Short exercise: Please copy these rows again, substituting "bird" for "cloud" and leaving everything else unchanged.

The data:

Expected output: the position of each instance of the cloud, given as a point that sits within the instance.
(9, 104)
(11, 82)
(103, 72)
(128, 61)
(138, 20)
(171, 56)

Solution for this task:
Expected output: the position of each instance of the bird, given as a point that sits within the instance.
(9, 104)
(11, 82)
(103, 72)
(128, 61)
(138, 20)
(171, 56)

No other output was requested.